■ REQUISITOS:
1/ Repita fielmente as linhas dos registros, começando pela linha que contém "target: utility pole" e parando depois da linha que contém "277 132 L 280".
2/ Dê prosseguimento ao texto sobre a demarcação do território Xukuru a partir da última frase apresentada.

■ PÁGINA:
==========
O processo demarcatório do território do povo indígena Xukuru foi permeado pela morte de diversas lideranças, entre elas a do líder Chico Quelé, ocorrida no ano de 2001, ano em que se findou o processo demarcatório92. A partir de então, foram utilizadas novas táticas para a exploração das terras indígenas, como a tentativa de convencer os Xukurus a consentirem a construção de um santuário religioso que, na verdade, se tratava de um empreendimento de interesse de fazendeiros da região93. Contudo, destaca Silva, entre outras lideranças que se opunham à construção do santuário, estavam o líder Chico Quelé e o vice-cacique José Barbosa dos Santos, conhecido como Zé da Santa94.
Nesse ínterim, durante as investigações, somente foram ouvidos aqueles que se posicionaram a favor da construção do santuário e, 15 dias após a morte de Chico Quelé, a Polícia Federal concluiu a investigação, alegando ter constatado que o homicídio do líder indígena teria sido a mando de Zé da Santa, tendo em vista que a vítima tinha a intenção de denunciar o mandante por desvio de recursos direcionados à educação95. Contudo, aponta Silva, no julgamento, ocorrido em julho de 2012, foi provado que o recurso destinado à educação não era administrado pelos indígenas e Zé da Santa foi inocentado96. O homicídio do líder Xukuru e a acusação do vice-cacique atenderam aos anseios dos que exploravam suas terras, circunstâncias as quais, dentre outras, desmobilizava o povo Xukuru e o tornava vulnerável97.
==========
■ DADOS FORNECIDOS:
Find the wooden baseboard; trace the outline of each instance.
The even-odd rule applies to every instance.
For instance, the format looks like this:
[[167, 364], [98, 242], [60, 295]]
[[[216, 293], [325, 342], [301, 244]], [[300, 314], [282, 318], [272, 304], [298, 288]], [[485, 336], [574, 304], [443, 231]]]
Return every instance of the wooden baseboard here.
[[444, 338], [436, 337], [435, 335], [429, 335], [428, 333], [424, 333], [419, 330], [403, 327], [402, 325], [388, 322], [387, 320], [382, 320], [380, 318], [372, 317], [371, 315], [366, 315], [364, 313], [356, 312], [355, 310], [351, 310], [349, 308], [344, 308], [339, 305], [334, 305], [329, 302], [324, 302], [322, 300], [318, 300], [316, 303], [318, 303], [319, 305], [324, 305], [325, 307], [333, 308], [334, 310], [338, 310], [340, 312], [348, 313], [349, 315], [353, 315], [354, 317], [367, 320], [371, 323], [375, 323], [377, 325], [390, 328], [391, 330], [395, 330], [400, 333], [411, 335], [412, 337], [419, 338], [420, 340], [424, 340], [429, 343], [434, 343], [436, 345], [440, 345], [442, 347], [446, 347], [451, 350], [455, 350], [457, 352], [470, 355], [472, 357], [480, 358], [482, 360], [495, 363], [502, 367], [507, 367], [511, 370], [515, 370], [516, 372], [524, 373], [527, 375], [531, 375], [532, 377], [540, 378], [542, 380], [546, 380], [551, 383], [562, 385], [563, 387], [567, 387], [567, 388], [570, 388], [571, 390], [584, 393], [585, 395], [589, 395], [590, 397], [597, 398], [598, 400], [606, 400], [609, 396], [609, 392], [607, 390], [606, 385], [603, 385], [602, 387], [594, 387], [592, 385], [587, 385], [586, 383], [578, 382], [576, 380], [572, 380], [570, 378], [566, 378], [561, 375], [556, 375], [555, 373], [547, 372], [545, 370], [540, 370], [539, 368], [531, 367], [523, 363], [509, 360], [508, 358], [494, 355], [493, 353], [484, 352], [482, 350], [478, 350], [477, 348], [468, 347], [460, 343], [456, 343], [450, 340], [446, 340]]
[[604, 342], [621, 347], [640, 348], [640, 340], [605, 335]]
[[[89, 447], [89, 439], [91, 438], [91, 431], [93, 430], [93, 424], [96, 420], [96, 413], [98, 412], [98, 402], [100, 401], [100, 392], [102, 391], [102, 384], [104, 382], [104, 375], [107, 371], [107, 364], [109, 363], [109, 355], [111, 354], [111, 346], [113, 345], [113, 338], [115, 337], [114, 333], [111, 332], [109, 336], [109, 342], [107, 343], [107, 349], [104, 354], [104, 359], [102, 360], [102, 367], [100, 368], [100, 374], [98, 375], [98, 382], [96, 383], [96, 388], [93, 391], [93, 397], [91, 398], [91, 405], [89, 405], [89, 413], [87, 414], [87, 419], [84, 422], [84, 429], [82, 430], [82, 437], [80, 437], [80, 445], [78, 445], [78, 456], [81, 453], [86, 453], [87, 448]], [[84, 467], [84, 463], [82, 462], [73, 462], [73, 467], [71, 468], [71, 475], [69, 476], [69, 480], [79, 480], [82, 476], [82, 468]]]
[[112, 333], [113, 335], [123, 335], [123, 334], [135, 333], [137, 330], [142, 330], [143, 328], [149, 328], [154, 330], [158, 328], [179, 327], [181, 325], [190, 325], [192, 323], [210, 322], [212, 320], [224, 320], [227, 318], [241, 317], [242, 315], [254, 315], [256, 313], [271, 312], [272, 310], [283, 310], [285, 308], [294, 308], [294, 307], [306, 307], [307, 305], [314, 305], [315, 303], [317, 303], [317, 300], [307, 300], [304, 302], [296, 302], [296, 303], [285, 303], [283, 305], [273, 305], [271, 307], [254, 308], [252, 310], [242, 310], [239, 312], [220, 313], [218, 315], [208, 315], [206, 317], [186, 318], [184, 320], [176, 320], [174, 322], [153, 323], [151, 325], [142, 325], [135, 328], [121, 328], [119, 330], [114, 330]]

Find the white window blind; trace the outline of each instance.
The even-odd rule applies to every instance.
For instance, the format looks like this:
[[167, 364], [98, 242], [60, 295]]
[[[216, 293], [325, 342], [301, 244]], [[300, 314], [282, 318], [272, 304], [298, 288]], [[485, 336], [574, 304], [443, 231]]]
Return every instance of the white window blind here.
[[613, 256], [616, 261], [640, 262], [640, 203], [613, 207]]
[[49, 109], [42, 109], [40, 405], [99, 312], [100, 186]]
==========
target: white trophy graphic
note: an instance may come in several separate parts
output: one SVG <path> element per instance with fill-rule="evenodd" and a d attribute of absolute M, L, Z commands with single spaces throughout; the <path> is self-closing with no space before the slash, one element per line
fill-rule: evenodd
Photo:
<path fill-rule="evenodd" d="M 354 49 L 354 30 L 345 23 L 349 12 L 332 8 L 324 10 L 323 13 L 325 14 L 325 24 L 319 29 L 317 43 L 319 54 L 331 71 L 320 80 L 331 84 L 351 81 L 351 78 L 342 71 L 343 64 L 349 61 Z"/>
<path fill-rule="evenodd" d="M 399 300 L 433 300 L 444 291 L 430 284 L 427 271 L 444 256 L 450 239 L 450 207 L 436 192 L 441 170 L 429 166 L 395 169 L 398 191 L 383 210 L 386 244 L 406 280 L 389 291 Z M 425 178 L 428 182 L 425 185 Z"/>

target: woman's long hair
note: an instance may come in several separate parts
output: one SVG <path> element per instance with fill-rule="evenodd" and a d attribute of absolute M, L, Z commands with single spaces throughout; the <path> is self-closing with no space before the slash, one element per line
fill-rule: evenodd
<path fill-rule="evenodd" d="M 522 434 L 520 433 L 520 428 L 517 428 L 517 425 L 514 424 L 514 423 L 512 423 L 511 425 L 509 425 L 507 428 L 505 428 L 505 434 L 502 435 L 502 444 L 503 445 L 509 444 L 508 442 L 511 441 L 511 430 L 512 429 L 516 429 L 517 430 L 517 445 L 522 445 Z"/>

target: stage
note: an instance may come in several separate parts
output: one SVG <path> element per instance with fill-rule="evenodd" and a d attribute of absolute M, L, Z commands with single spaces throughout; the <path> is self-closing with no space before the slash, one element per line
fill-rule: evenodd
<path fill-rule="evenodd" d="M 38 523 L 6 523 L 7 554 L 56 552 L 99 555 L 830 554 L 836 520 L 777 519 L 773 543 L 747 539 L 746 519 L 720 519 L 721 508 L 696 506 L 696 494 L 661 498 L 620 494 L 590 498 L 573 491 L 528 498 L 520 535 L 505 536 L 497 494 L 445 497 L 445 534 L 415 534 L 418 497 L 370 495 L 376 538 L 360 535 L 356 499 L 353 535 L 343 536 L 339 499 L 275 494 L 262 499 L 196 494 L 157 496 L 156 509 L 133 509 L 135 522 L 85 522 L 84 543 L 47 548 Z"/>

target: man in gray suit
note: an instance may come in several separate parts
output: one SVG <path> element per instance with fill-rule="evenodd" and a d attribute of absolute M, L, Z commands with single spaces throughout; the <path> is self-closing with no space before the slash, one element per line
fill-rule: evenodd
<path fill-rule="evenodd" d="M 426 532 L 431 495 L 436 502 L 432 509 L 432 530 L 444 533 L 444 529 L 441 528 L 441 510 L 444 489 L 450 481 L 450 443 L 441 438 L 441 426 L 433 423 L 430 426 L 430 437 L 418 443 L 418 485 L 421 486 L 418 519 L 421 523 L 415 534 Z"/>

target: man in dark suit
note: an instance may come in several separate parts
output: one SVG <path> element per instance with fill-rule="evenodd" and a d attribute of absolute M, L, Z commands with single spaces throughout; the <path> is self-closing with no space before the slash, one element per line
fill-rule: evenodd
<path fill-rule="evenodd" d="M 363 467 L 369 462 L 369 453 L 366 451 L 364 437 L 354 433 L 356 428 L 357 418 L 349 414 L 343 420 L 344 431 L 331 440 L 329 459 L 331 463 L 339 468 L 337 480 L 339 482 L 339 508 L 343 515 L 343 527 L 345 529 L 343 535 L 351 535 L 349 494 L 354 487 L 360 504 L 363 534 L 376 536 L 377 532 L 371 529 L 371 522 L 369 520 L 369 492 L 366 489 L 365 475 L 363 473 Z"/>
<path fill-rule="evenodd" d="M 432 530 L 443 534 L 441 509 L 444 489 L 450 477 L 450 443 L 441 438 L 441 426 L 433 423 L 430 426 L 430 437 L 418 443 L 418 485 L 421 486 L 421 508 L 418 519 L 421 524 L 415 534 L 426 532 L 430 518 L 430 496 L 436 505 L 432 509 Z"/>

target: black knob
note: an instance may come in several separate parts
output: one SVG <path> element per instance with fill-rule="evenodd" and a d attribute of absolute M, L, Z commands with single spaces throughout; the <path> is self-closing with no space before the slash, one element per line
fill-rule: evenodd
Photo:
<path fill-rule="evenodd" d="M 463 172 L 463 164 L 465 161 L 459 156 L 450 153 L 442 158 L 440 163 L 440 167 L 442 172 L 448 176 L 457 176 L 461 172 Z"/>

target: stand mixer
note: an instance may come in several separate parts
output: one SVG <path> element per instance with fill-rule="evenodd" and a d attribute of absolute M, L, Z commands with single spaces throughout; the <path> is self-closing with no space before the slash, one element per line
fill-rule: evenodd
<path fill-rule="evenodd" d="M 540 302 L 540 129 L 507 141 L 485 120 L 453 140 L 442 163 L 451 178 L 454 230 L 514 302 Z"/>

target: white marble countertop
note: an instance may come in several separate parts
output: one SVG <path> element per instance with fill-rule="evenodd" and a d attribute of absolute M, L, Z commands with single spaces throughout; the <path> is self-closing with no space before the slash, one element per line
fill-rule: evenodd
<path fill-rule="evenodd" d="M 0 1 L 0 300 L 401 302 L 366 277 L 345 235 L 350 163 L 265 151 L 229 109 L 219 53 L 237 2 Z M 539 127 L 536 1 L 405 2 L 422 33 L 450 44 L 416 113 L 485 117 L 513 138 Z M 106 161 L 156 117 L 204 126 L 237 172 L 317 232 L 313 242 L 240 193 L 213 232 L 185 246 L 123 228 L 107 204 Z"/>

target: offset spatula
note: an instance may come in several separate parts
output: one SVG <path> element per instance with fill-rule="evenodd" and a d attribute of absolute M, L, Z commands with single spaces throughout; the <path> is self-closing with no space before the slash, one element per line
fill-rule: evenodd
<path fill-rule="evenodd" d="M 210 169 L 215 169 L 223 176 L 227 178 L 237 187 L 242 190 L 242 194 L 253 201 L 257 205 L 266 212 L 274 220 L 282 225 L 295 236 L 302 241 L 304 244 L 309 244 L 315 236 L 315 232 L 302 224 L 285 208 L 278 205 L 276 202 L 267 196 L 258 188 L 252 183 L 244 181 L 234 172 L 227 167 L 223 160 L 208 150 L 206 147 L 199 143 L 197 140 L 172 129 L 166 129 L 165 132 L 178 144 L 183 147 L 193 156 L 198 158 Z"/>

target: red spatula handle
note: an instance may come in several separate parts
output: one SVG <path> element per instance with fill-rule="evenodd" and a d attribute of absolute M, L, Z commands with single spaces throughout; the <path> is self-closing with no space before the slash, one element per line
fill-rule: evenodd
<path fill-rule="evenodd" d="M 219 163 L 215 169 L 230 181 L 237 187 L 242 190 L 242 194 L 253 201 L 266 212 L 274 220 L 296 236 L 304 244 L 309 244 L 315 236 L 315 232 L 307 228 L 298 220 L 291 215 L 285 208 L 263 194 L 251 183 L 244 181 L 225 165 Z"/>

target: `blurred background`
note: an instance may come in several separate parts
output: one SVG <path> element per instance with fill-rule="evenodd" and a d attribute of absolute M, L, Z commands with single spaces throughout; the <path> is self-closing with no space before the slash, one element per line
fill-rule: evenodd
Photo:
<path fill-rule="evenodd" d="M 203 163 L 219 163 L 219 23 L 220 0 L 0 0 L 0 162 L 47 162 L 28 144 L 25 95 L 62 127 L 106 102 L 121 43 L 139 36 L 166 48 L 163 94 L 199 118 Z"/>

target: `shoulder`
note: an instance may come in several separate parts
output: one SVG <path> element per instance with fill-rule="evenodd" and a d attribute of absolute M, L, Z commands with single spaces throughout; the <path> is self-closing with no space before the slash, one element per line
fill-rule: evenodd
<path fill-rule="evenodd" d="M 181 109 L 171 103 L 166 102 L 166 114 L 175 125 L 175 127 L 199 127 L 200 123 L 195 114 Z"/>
==========
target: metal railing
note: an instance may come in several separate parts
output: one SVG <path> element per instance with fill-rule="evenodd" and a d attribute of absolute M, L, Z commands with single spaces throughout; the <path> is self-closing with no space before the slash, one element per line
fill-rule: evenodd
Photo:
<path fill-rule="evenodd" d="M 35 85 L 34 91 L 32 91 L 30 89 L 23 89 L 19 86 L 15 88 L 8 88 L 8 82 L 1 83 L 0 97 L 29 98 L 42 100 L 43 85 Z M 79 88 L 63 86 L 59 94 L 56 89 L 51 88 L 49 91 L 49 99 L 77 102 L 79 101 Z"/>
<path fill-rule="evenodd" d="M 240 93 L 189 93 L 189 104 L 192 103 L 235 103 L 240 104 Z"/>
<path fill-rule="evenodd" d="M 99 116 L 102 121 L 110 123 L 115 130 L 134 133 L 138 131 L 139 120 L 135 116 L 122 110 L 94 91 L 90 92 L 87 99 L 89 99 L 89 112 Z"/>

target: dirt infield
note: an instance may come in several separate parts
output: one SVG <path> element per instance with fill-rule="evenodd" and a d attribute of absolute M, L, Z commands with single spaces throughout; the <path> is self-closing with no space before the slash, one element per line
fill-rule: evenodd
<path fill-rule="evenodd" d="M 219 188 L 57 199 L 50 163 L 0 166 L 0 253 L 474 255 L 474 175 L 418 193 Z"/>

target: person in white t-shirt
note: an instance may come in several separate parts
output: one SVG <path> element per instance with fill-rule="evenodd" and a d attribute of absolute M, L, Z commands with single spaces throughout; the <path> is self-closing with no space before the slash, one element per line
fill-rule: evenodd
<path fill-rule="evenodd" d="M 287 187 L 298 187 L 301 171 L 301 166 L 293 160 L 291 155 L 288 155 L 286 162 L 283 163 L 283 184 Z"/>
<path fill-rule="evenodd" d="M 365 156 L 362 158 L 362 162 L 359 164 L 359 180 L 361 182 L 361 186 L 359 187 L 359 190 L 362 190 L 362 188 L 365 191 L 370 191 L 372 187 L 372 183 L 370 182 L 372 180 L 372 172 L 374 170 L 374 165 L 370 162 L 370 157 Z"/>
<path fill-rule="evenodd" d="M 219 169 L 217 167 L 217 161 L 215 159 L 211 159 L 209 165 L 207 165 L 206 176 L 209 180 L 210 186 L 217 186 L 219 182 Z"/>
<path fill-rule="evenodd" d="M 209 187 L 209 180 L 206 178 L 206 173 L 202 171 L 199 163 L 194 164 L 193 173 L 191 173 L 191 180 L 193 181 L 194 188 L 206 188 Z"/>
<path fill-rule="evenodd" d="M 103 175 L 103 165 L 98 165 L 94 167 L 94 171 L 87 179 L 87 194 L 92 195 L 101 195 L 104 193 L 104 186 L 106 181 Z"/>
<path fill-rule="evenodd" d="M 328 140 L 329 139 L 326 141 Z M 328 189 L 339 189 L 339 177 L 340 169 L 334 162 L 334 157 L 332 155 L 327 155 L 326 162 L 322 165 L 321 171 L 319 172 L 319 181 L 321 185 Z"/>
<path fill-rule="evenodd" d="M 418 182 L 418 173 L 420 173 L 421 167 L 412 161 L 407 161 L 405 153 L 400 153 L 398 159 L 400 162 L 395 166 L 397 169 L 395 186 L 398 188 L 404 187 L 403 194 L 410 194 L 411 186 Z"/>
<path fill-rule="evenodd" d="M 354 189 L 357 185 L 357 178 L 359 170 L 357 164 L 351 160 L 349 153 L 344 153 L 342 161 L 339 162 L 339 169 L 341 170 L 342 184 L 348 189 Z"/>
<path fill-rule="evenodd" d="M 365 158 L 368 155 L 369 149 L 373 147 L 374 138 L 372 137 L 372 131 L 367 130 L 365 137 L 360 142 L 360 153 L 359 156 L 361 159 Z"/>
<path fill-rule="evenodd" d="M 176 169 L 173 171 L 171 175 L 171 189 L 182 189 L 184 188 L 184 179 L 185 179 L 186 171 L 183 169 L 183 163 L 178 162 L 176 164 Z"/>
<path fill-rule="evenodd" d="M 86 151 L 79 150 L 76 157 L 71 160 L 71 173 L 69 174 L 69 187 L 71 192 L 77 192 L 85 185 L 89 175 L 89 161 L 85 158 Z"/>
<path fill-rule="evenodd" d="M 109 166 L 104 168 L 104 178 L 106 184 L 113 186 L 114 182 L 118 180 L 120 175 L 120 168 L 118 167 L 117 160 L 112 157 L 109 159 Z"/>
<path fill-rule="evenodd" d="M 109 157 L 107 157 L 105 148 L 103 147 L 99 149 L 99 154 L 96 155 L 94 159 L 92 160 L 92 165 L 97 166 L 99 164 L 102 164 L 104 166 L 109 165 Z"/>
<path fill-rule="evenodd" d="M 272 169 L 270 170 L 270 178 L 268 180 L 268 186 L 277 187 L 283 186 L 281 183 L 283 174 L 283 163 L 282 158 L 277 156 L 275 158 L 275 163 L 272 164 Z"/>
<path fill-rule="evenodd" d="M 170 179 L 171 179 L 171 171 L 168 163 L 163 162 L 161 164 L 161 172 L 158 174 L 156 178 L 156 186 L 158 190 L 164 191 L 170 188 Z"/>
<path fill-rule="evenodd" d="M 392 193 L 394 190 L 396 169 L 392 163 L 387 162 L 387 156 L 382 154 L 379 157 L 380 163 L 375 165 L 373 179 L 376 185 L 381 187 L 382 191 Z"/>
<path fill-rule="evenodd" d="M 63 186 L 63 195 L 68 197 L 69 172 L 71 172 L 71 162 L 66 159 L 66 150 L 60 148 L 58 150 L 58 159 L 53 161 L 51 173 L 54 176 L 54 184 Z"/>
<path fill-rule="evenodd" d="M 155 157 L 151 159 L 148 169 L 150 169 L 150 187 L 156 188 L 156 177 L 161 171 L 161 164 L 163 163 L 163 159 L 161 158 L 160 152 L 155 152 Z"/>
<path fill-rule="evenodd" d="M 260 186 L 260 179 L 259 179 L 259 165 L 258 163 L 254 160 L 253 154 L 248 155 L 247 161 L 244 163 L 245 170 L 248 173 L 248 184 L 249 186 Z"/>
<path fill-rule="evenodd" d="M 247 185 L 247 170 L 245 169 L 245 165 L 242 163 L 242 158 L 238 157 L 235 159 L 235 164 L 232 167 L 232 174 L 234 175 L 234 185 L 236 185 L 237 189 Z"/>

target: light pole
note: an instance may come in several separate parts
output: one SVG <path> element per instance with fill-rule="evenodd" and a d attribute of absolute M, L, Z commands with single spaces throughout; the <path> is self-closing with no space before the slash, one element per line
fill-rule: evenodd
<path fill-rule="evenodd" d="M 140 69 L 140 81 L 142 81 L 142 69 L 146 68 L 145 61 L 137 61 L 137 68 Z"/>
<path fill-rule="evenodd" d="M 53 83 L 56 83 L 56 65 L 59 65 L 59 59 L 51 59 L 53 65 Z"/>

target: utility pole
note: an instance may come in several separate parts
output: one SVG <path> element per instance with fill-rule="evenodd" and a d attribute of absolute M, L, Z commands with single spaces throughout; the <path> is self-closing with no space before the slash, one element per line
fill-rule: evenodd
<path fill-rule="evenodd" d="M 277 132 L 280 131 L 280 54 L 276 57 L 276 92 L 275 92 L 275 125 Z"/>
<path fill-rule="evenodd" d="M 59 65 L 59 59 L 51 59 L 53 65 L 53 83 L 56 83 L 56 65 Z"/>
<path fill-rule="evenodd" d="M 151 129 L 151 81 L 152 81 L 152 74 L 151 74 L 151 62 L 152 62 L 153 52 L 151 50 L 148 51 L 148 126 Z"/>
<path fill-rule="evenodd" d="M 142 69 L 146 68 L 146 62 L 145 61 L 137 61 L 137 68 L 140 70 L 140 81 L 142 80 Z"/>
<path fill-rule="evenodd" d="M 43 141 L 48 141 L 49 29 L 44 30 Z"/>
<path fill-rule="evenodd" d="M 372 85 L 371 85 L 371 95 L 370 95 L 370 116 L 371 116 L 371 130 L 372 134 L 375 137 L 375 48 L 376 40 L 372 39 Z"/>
==========
■ CONJUNTO DE RESPOSTAS:
1/
target: utility pole
note: an instance may come in several separate parts
output: one SVG <path> element per instance with fill-rule="evenodd" and a d attribute of absolute M, L, Z commands with single spaces throughout; the <path> is self-closing with no space before the slash, one element per line
fill-rule: evenodd
<path fill-rule="evenodd" d="M 277 132 L 280 131 L 280 54 L 276 57 L 276 92 L 275 92 L 275 125 Z"/>

2/
Como é possível observar, o povo indígena Xukuru foi vitimado com diversas perdas e também sofreu intensamente o processo de criminalização, como a criminalização do vice-cacique Xukuru, acusado de matar o líder Chico Quelé, além das intensas tentativas de deslegitimação do povo Xukuru diante da Corte Interamericana de Direitos Humanos.
4 CONSIDERAÇÕES FINAIS
Pensar nos direitos humanos como uma realidade passível de concretização pelas normas prevista ou pelos procedimentos legais estabelecidos, ainda se constitui numa utopia98 inserida na realidade distópica vivida e vivência pelas pessoas minorizadas, como o povo Xukuru, seus lideres e todos aqueles que se colocam em defesa de causa que envolvem direitos humanos.
O problema delineado no início deste artigo, partiu das evidências conhecidas, sentidas e vividas pelos povos indígenas e por outros sujeitos minorizados e vulnerabilizados, que só tem acesso à dimensão virtual e simbólica dos direitos humanos, mas, no entanto, devem se sujeitar a dimensão material e concreta da dimensão criminal-sancionatória do Estado.
Entre a revisão de literatura desenvolvida e a análise descritiva do caso do povo Xukuru, percebe-se que o processo de criminalização é complexo e plurifacetado, possui diversas matrizes e não pode ser percebido e estudado apenas pela perspectiva jurídica.
Nesse sentido, tal espécie de criminalização é um processo que tem intensa relação com aspectos históricos, como a escravidão, a formação do Estado Nacional e as ditaduras políticas, bem como com o dispositivo da periculosidade, contexto em que, consoante exposto por Foucault, o centro da intervenção punitiva está no indivíduo perigoso99.
Nesse contexto, é possível concluir que a seleção dos indivíduos perigosos, a partir das noções apresentadas por Zaffaroni et al., se concretiza na criminalização secundária, exercida por agências como a polícia, promotores, advogados, o Poder Judiciário e agentes penitenciários, com a influência de outras agências como as de comunicação social100.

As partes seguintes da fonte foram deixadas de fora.